• [What is needed] All lines from the one with "Would you be able to point to the pond" to the end need to be copied exactly, with nothing before them.
## begin
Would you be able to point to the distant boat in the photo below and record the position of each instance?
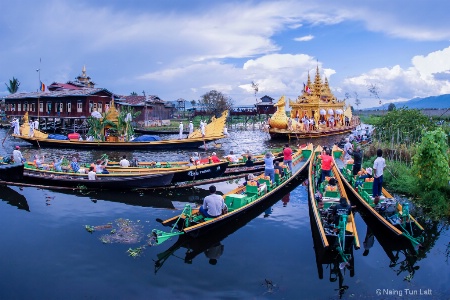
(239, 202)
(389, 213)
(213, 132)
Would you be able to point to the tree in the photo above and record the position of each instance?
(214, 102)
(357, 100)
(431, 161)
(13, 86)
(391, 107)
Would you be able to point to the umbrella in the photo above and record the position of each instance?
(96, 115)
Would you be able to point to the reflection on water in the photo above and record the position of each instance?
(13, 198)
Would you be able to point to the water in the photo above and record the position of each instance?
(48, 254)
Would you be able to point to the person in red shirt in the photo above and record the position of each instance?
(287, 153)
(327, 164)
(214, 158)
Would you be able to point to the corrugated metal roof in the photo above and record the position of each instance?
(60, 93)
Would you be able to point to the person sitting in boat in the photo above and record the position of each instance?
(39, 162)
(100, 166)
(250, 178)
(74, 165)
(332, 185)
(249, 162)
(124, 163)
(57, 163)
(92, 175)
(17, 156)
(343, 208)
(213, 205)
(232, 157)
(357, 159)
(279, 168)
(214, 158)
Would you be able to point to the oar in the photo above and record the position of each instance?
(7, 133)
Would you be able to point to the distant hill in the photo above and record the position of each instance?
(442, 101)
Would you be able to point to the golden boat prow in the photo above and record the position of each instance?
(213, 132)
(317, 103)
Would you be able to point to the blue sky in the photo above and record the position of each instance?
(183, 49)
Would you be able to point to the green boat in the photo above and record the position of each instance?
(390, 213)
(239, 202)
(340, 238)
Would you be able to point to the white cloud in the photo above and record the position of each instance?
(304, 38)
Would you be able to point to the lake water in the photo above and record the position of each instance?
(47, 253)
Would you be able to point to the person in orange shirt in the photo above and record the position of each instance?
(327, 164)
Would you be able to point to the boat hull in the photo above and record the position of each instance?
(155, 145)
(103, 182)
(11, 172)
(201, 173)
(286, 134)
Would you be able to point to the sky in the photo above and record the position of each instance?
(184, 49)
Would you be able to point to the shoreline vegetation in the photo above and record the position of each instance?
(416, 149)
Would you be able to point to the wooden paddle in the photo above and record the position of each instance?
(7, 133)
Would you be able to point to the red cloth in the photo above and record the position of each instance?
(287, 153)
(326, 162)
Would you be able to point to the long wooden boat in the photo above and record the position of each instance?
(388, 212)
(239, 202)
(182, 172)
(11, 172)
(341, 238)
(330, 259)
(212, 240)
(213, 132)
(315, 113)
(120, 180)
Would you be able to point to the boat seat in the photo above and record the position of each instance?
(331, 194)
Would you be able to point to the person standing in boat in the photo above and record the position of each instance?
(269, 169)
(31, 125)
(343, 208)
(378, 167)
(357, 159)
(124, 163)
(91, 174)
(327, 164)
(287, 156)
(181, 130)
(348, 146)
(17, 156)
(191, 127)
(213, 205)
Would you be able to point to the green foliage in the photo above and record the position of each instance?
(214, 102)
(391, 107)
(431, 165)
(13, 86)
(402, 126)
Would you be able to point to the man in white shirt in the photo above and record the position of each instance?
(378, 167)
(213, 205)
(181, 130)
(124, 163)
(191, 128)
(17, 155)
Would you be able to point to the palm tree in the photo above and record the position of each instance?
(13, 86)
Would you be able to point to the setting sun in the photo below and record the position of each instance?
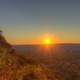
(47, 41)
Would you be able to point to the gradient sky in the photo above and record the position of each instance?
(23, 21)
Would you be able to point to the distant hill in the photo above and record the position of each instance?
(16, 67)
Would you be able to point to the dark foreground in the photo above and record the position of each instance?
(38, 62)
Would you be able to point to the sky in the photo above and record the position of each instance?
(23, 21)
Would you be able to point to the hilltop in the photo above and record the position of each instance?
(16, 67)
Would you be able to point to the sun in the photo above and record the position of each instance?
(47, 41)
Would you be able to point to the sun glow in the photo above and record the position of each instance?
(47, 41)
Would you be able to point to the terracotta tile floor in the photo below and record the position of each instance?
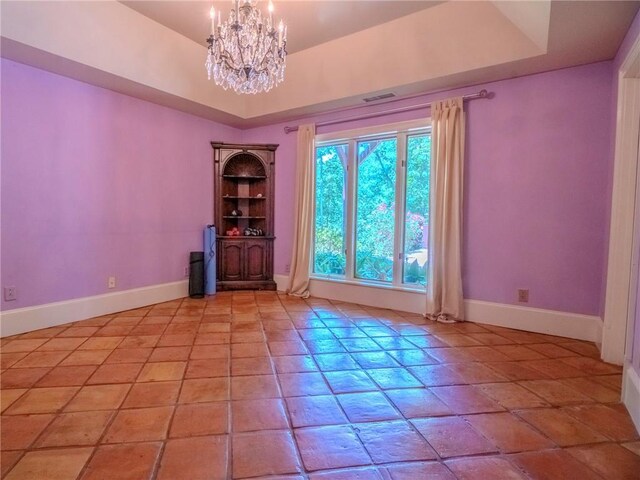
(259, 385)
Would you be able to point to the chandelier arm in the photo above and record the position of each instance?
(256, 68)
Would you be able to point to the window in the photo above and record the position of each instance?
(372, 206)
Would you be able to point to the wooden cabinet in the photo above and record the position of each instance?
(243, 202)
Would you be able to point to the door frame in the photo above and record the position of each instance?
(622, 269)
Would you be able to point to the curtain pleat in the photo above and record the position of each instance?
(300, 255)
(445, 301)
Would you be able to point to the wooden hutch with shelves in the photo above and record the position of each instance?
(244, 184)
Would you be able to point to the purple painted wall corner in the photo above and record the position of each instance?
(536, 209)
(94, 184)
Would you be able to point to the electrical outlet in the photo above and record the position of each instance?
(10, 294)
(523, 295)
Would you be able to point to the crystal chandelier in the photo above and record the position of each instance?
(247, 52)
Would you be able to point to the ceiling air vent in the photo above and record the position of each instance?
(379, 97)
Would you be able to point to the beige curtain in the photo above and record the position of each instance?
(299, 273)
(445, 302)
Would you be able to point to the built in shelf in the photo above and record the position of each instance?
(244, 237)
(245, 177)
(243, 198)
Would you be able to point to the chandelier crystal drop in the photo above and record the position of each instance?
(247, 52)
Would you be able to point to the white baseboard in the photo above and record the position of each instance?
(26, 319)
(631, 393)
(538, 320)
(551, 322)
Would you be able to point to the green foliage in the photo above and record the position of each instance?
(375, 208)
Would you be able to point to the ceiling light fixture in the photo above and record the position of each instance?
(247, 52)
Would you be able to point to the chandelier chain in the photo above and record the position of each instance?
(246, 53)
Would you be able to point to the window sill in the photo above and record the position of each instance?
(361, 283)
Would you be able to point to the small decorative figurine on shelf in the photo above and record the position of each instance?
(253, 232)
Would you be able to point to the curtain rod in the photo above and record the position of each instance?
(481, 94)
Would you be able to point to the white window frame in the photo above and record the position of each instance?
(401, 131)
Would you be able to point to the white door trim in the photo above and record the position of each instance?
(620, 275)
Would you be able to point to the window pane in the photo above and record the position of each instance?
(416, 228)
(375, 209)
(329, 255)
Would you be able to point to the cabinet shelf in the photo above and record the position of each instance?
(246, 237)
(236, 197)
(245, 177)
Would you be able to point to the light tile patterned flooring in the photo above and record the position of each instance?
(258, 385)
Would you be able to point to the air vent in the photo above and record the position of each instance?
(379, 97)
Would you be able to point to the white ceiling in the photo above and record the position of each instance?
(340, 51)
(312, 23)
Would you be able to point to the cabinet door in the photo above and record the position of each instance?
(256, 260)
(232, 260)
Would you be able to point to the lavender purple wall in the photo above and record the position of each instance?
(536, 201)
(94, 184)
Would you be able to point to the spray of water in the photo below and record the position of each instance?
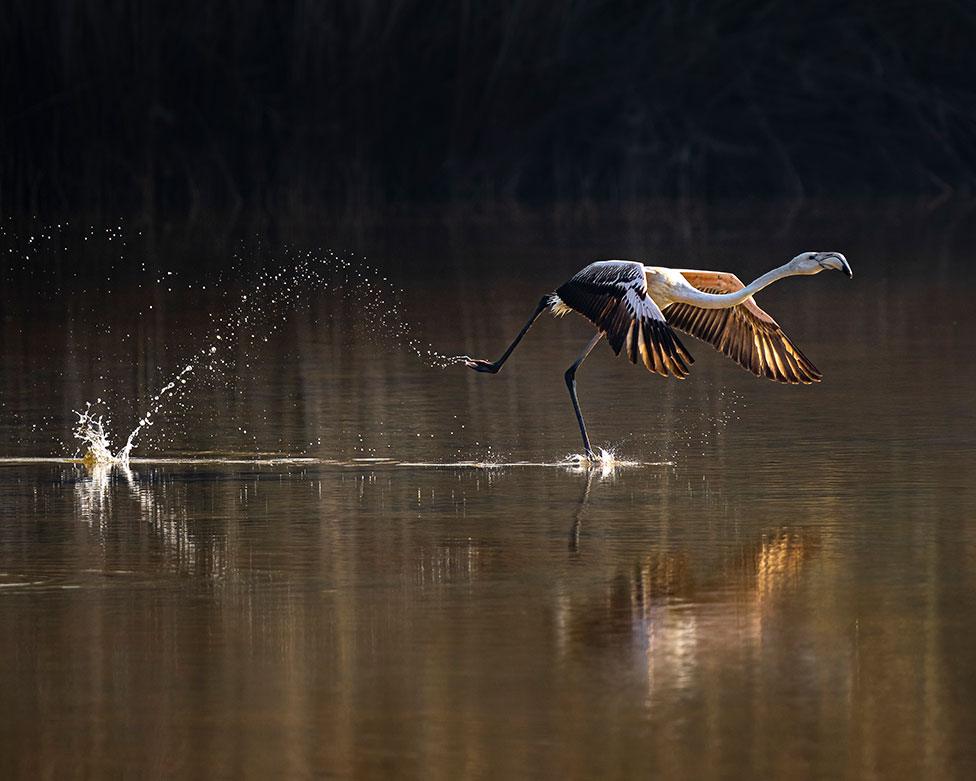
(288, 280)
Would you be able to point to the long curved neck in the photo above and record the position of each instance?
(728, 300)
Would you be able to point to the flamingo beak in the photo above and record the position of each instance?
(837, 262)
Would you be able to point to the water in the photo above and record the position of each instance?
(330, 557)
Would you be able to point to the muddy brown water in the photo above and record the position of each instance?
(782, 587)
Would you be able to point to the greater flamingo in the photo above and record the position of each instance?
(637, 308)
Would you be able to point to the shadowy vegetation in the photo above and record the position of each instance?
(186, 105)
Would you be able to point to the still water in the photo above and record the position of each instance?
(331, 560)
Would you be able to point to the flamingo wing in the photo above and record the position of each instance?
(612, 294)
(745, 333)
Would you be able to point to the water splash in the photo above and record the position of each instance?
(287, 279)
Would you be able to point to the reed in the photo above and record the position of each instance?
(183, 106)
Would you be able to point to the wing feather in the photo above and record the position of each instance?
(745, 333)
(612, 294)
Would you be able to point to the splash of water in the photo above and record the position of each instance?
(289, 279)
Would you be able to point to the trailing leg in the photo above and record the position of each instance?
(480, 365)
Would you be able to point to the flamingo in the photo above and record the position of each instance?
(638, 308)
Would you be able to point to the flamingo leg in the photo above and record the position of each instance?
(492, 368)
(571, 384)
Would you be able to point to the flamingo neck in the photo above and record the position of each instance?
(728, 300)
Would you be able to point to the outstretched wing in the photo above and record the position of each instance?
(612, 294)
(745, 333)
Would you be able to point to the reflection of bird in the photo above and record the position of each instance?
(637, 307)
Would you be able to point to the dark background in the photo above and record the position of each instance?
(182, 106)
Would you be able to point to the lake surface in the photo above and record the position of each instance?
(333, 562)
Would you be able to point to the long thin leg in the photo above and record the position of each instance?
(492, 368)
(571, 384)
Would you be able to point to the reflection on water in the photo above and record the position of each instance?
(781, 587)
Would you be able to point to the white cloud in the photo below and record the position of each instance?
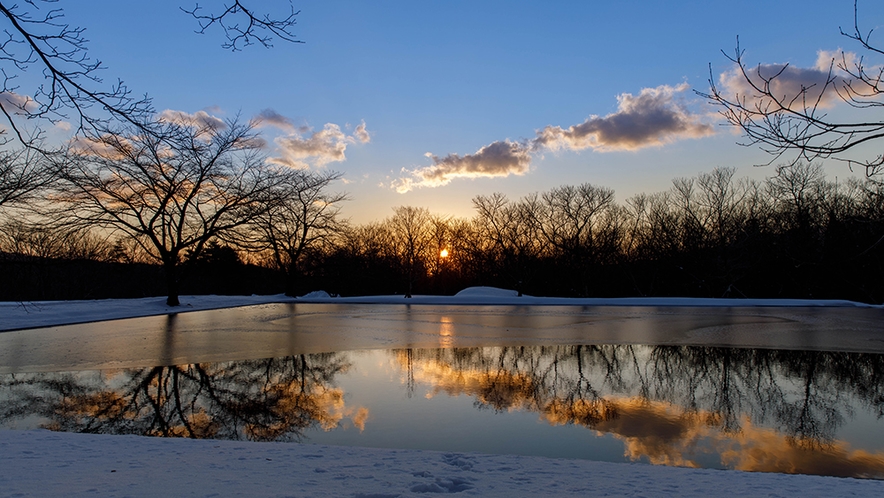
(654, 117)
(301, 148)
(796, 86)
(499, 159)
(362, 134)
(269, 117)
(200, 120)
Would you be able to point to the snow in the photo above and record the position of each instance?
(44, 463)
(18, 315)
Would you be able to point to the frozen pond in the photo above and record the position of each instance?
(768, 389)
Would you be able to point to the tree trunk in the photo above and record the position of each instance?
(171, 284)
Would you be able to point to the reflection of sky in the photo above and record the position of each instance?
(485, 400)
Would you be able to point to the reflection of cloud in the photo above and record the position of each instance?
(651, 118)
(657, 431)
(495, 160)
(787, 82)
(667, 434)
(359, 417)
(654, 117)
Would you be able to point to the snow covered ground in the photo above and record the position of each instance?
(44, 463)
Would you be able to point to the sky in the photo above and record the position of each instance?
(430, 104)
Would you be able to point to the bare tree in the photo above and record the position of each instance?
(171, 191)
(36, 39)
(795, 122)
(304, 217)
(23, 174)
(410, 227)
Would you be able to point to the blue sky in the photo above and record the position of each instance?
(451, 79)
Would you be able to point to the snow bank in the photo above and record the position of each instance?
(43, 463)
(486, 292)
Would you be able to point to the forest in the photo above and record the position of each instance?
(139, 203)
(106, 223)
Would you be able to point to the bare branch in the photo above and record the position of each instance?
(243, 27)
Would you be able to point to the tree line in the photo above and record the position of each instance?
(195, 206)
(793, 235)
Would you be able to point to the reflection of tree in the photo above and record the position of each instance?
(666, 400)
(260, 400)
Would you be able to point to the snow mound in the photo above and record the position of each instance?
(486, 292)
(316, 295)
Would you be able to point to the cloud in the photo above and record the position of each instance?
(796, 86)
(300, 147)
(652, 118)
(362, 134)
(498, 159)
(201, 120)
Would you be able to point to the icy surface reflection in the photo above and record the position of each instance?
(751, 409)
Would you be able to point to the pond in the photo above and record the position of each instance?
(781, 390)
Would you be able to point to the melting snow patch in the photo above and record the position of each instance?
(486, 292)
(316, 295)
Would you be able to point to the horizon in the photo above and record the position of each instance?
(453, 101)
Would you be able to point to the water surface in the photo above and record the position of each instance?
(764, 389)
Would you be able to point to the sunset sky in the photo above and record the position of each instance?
## end
• [Correct response]
Would you be able to point to the pond in the photo above and record the position of each instance?
(781, 390)
Would you be able to point to the melting snow patch in the photo above and record the position of each instance?
(486, 292)
(316, 295)
Would you be able to point to the horizon in the photo above and record the position of each instance?
(453, 101)
Would you be able to point to the water surface in the photo above and record the position of each instance?
(764, 389)
Would you be able to point to the sunset sky in the photo above and record the position of each instance?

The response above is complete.